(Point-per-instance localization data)
--- START ---

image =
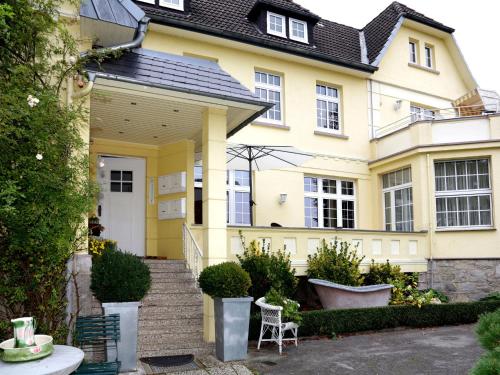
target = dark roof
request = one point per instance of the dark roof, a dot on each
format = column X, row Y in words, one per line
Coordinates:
column 333, row 42
column 120, row 12
column 378, row 31
column 178, row 73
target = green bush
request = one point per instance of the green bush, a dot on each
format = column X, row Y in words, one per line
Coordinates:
column 119, row 277
column 328, row 322
column 225, row 280
column 488, row 332
column 335, row 262
column 290, row 312
column 268, row 270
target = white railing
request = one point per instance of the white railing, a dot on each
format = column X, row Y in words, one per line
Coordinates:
column 192, row 252
column 439, row 114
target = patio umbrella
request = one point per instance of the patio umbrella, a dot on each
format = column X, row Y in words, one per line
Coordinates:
column 250, row 157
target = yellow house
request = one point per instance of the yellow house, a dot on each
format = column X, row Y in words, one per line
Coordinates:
column 404, row 146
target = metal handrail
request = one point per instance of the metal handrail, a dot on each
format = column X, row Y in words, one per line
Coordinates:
column 192, row 252
column 440, row 114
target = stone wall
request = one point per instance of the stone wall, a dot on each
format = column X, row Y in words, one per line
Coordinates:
column 463, row 279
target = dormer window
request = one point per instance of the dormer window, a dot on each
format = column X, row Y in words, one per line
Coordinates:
column 174, row 4
column 298, row 30
column 276, row 24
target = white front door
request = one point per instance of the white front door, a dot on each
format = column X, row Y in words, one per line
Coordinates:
column 122, row 203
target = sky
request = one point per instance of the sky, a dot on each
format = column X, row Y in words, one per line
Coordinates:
column 476, row 23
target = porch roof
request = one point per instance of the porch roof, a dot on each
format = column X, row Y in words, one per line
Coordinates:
column 176, row 73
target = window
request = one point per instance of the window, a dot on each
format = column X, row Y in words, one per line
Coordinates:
column 421, row 114
column 268, row 88
column 327, row 108
column 174, row 4
column 429, row 56
column 463, row 194
column 413, row 52
column 398, row 200
column 276, row 24
column 238, row 197
column 121, row 181
column 329, row 203
column 298, row 30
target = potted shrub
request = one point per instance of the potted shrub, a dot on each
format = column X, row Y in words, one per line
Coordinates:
column 228, row 284
column 120, row 280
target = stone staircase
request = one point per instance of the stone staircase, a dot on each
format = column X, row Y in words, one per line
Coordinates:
column 171, row 316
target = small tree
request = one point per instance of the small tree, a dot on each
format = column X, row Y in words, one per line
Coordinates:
column 44, row 185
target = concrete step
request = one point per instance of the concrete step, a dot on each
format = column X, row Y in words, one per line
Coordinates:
column 178, row 299
column 168, row 325
column 171, row 312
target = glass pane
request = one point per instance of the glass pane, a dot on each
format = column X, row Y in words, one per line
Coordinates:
column 127, row 187
column 127, row 175
column 116, row 187
column 116, row 175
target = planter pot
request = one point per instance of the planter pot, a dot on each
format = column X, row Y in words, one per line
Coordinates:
column 127, row 346
column 232, row 318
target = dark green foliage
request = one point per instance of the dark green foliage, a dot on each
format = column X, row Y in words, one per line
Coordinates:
column 336, row 262
column 268, row 270
column 43, row 199
column 488, row 332
column 119, row 277
column 494, row 296
column 225, row 280
column 290, row 312
column 327, row 322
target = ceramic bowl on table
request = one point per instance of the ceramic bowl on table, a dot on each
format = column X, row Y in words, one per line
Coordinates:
column 42, row 348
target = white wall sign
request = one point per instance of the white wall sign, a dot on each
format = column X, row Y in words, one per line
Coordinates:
column 172, row 209
column 172, row 183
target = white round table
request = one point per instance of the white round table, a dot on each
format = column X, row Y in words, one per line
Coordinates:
column 63, row 361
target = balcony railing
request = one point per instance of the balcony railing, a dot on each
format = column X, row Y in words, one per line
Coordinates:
column 438, row 114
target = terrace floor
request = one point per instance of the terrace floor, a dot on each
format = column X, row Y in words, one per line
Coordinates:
column 442, row 350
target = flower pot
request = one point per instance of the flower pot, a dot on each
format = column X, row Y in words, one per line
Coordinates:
column 232, row 318
column 127, row 346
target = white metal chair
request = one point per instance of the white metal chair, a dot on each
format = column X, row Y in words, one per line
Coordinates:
column 271, row 321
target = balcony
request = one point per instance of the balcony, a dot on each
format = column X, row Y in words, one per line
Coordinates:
column 458, row 125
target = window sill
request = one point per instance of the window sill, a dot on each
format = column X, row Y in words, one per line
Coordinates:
column 472, row 229
column 271, row 125
column 333, row 135
column 421, row 67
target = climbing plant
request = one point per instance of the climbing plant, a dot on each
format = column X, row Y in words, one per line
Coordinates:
column 44, row 186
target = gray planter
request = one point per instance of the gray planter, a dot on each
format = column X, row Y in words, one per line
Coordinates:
column 127, row 346
column 232, row 318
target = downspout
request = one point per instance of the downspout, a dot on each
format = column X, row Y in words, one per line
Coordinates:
column 431, row 229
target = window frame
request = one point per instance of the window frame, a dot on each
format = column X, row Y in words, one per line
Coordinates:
column 283, row 24
column 463, row 193
column 339, row 197
column 305, row 39
column 337, row 100
column 270, row 87
column 231, row 189
column 392, row 193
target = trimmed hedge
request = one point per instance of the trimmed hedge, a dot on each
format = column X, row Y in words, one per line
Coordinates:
column 327, row 322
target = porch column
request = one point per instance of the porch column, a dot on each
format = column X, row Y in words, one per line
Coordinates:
column 214, row 200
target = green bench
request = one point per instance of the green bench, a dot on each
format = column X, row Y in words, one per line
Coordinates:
column 100, row 334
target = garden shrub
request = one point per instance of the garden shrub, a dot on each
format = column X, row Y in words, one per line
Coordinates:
column 290, row 312
column 328, row 322
column 45, row 190
column 268, row 270
column 225, row 280
column 119, row 277
column 488, row 332
column 336, row 262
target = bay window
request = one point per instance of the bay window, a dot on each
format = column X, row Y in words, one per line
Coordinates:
column 463, row 194
column 329, row 203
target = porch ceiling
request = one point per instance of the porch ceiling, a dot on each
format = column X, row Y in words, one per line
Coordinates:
column 140, row 119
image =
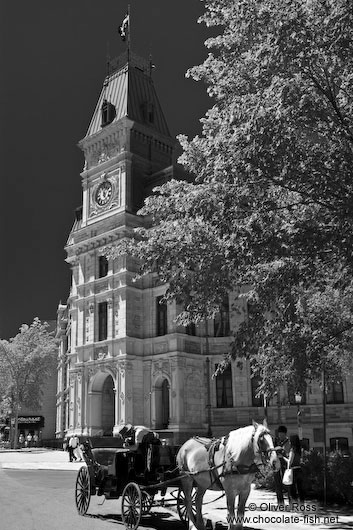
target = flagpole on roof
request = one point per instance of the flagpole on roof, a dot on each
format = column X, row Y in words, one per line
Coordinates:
column 128, row 34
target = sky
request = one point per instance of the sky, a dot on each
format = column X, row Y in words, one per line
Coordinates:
column 53, row 63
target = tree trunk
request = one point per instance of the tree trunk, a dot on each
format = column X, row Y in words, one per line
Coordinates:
column 15, row 441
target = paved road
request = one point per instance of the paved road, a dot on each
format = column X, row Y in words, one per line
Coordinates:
column 39, row 495
column 44, row 500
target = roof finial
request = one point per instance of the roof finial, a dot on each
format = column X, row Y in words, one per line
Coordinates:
column 125, row 31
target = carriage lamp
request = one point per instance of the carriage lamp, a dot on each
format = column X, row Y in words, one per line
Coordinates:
column 298, row 400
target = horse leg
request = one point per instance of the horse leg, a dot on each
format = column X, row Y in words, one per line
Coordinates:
column 243, row 497
column 198, row 505
column 231, row 493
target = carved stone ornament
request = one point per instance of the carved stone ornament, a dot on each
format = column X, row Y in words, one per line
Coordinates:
column 122, row 368
column 92, row 370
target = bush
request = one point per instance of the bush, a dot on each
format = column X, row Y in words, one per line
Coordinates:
column 339, row 478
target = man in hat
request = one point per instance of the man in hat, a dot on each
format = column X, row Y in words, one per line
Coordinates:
column 282, row 447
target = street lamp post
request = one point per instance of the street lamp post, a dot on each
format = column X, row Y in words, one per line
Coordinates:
column 298, row 400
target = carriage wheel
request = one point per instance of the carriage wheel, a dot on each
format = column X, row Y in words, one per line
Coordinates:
column 83, row 490
column 131, row 506
column 147, row 501
column 181, row 506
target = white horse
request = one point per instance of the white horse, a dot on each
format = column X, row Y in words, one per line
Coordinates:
column 229, row 464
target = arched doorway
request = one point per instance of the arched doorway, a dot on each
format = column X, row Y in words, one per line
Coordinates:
column 101, row 405
column 162, row 404
column 108, row 408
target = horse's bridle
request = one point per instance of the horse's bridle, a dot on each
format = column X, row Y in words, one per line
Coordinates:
column 264, row 453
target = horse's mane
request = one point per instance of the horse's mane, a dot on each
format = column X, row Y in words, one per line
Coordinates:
column 241, row 442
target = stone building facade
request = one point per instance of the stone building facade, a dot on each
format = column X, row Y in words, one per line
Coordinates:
column 122, row 358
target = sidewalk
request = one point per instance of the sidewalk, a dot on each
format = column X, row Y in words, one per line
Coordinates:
column 261, row 510
column 37, row 458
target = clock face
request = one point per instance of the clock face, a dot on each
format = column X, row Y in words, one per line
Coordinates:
column 104, row 193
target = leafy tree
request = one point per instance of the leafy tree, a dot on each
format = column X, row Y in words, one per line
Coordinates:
column 271, row 205
column 25, row 363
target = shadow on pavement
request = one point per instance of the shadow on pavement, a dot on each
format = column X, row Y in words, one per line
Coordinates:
column 156, row 520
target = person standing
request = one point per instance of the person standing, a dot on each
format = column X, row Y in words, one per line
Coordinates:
column 282, row 447
column 21, row 440
column 71, row 449
column 296, row 489
column 77, row 451
column 29, row 440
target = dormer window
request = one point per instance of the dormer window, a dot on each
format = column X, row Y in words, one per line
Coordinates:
column 108, row 113
column 148, row 112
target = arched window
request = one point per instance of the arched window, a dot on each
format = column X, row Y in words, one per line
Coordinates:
column 339, row 444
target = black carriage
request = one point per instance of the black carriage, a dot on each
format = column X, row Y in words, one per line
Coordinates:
column 136, row 474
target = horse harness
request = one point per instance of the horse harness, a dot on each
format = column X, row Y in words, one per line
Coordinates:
column 212, row 446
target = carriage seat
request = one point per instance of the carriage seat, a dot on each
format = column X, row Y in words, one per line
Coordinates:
column 104, row 457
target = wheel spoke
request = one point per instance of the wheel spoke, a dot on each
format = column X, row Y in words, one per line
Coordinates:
column 83, row 491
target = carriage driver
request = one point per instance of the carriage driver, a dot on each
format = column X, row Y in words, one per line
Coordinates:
column 282, row 447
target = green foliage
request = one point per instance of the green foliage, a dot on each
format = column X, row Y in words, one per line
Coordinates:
column 339, row 476
column 25, row 362
column 271, row 203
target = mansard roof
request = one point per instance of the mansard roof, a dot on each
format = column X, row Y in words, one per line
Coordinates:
column 130, row 91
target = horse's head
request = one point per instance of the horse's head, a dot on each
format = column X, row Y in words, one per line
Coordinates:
column 263, row 446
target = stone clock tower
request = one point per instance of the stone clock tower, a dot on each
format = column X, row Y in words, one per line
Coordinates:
column 122, row 357
column 112, row 320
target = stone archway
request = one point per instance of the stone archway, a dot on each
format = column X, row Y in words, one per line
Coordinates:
column 162, row 403
column 102, row 405
column 108, row 406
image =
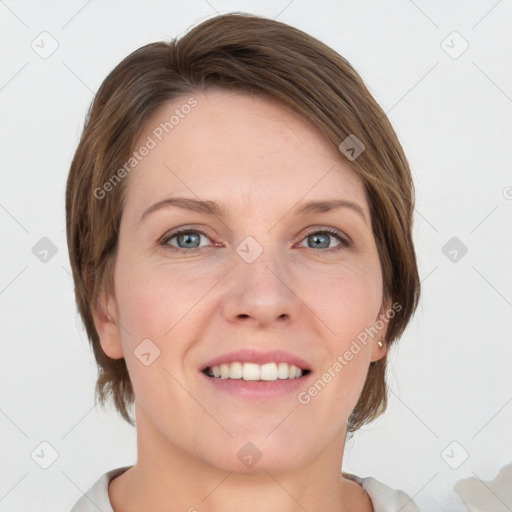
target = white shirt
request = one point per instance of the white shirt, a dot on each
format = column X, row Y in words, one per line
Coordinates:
column 384, row 499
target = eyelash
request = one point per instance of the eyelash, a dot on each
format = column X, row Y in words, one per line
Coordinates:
column 345, row 242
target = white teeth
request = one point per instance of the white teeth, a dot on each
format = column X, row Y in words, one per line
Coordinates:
column 268, row 371
column 253, row 371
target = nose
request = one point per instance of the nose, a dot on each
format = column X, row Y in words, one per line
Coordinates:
column 261, row 292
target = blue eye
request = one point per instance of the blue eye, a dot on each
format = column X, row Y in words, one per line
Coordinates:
column 189, row 240
column 320, row 239
column 186, row 239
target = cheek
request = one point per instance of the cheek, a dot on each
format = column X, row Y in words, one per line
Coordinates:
column 157, row 302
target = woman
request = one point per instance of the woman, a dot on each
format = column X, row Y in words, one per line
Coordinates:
column 239, row 217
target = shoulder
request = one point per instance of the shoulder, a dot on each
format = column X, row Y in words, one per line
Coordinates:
column 96, row 498
column 383, row 497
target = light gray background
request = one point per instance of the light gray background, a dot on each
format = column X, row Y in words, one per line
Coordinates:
column 450, row 374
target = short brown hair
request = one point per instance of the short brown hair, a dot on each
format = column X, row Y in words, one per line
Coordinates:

--- END ---

- _THE TASK_:
Go through the entries and return each line where the word "face" occurs.

- _EXERCISE SOLUTION_:
target = clock face
request = one point per instance of the clock face, a dot on each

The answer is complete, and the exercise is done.